---- Stored records
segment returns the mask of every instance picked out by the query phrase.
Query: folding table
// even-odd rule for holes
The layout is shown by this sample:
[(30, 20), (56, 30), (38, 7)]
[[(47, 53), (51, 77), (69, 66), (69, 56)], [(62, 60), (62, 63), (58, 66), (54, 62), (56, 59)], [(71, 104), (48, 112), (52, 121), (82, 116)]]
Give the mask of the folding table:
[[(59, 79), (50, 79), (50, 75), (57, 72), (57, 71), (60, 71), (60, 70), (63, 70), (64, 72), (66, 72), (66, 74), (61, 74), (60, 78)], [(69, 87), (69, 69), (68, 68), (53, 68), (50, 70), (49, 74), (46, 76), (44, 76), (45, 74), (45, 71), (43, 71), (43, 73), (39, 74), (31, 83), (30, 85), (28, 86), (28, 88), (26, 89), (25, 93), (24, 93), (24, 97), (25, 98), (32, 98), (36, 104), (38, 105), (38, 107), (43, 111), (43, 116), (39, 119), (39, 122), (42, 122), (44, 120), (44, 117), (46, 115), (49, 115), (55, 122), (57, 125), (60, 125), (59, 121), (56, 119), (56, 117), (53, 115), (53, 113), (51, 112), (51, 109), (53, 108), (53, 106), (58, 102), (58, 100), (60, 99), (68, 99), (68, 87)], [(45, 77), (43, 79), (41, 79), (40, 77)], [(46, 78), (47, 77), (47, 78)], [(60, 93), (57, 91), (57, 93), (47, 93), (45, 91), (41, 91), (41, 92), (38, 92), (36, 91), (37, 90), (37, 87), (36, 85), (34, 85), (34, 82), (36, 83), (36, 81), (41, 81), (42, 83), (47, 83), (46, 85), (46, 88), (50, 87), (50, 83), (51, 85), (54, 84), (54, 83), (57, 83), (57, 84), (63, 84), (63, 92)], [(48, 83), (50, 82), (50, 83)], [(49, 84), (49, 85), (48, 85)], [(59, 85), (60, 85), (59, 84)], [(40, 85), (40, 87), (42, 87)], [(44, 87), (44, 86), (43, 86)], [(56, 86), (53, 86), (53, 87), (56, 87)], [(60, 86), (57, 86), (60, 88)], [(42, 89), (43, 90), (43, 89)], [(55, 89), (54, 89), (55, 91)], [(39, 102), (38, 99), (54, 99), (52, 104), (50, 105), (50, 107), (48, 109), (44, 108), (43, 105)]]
--------
Short task: Switch "layout" to "format" in the lines from the start of the listing through the line holding "Give the mask", inclusive, and give only those lines with everything else unchanged.

Written response:
segment returns the mask of every instance picked out by the query phrase.
Query: folding table
// even-odd rule for holes
The format is shown by this sample:
[(30, 20), (56, 30), (38, 7)]
[[(47, 53), (51, 77), (69, 66), (69, 56)], [(62, 60), (62, 63), (58, 66), (54, 62), (56, 59)], [(71, 104), (48, 112), (52, 121), (82, 116)]]
Give the mask of the folding table:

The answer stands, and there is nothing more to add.